# start of Data section
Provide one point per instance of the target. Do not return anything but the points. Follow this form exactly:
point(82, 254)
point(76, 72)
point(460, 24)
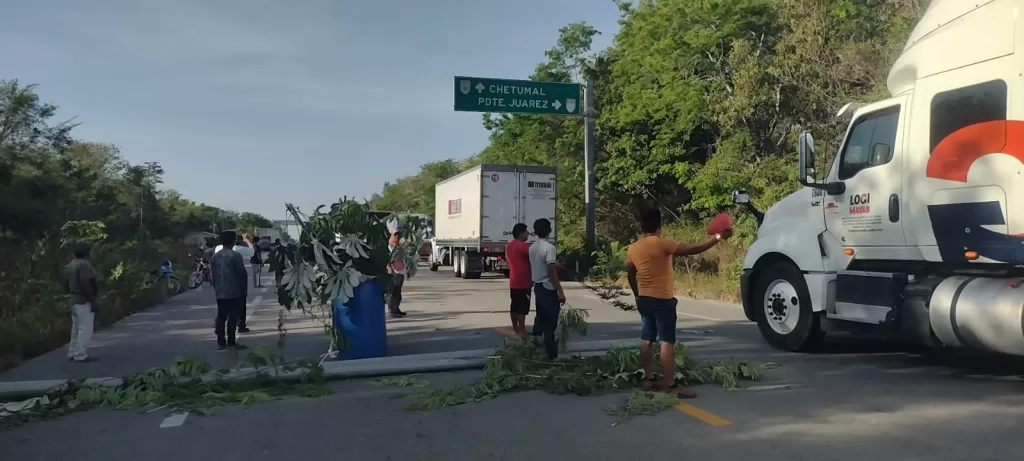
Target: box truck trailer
point(476, 209)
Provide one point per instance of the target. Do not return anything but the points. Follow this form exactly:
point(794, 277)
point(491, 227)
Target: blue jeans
point(546, 322)
point(657, 319)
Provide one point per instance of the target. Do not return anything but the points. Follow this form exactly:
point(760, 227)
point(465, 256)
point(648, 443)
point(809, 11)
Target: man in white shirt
point(547, 288)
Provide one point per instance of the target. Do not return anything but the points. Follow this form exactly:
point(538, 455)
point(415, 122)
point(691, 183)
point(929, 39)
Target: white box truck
point(476, 209)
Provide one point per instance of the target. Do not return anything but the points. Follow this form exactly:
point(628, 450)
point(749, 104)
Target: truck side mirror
point(740, 197)
point(805, 158)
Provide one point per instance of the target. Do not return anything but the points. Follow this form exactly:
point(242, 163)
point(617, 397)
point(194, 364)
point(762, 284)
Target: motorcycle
point(201, 274)
point(166, 275)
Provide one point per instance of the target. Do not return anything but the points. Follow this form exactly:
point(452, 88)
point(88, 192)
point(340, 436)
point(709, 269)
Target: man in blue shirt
point(231, 286)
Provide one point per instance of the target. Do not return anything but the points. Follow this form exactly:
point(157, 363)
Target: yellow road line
point(704, 415)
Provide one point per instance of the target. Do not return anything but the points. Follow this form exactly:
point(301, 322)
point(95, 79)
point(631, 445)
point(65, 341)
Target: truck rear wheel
point(783, 309)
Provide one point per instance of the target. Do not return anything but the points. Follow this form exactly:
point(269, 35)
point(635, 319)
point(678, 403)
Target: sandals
point(653, 384)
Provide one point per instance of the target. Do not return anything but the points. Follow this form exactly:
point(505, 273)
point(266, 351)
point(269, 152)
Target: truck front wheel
point(783, 310)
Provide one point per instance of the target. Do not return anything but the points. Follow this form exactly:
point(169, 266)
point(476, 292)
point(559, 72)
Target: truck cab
point(915, 231)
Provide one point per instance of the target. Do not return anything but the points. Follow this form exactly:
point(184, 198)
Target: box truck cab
point(916, 231)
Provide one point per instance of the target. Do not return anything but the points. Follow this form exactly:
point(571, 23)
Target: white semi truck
point(476, 209)
point(916, 231)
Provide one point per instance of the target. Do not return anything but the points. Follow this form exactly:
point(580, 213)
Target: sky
point(251, 103)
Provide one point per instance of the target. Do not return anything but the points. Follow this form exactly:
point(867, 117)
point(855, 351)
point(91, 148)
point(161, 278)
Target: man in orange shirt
point(649, 270)
point(517, 254)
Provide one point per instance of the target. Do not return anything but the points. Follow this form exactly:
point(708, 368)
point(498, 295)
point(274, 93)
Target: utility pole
point(589, 141)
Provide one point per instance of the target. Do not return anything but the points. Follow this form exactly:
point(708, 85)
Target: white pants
point(81, 331)
point(257, 274)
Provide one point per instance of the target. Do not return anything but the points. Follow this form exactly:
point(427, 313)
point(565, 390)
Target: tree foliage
point(56, 191)
point(695, 98)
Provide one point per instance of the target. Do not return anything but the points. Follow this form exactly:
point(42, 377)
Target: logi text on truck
point(476, 209)
point(916, 231)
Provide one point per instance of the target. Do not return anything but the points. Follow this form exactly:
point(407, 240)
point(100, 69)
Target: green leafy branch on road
point(338, 249)
point(520, 367)
point(184, 385)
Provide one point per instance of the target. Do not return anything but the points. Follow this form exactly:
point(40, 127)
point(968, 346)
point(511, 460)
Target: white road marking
point(922, 370)
point(994, 378)
point(174, 420)
point(769, 387)
point(252, 308)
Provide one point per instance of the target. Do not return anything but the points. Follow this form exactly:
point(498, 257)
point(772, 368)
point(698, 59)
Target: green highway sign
point(523, 96)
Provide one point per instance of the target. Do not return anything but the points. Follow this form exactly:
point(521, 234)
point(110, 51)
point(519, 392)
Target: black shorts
point(657, 319)
point(520, 300)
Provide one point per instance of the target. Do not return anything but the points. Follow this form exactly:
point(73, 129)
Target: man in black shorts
point(517, 254)
point(649, 270)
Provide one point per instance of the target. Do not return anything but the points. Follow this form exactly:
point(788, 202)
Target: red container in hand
point(720, 223)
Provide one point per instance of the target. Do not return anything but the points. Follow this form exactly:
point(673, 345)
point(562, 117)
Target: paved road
point(444, 313)
point(857, 401)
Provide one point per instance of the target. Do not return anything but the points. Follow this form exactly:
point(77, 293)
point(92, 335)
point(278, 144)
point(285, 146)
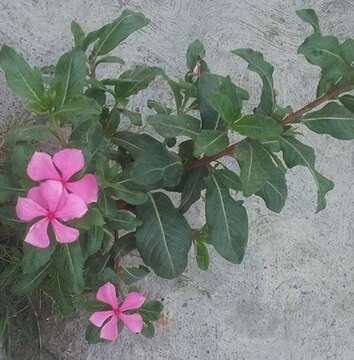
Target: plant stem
point(330, 95)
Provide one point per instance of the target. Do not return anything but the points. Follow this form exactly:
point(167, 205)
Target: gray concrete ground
point(293, 296)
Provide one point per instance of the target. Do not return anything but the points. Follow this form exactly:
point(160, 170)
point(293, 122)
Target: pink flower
point(51, 203)
point(133, 301)
point(62, 167)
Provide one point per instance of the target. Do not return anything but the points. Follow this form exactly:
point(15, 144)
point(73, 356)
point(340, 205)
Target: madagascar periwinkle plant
point(79, 193)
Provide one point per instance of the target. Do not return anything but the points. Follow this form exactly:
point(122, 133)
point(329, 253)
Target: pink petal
point(107, 294)
point(86, 188)
point(51, 192)
point(134, 322)
point(133, 300)
point(69, 162)
point(64, 234)
point(71, 207)
point(110, 330)
point(99, 317)
point(38, 234)
point(35, 194)
point(41, 167)
point(27, 209)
# end of Data section
Please pull out every line of the records above that contains the string "shirt", keeping the lines in their original order. The match is case-sensitive.

Target: man in white shirt
Target: man in blue shirt
Target: man in orange shirt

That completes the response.